* Exercise task *
Render the entries below as a two-column CSV with the header row entry_text,answer and one row per entry. Each entry's text and its answer go in their own quoted field, with line breaks replaced by spaces.

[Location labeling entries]
**********

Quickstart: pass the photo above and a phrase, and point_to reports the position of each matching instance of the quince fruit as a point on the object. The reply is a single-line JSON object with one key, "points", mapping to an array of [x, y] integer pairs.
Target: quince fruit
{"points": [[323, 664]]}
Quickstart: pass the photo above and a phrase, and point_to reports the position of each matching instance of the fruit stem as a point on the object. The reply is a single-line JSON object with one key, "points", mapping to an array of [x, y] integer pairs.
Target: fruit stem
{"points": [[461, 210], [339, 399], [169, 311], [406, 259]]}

**********

* Task answer *
entry_text,answer
"Quickstart: pass the photo above and a phrase, and point_to reports the position of each matching instance of the quince fruit as a point on the object. The reply is a single-line JSON object with one key, ""points"", mapping to an array of [x, y] integer pairs. Target: quince fruit","{""points"": [[323, 664]]}"
"Quickstart: pass the photo above and a phrase, and point_to reports the position of each matching instance of the fruit stem as a point on the object. The reply is a single-line JSON object with one key, ""points"", mapping to an array of [x, y] integer pairs. Target: fruit stem","{""points"": [[461, 210], [339, 399], [169, 311], [406, 259]]}"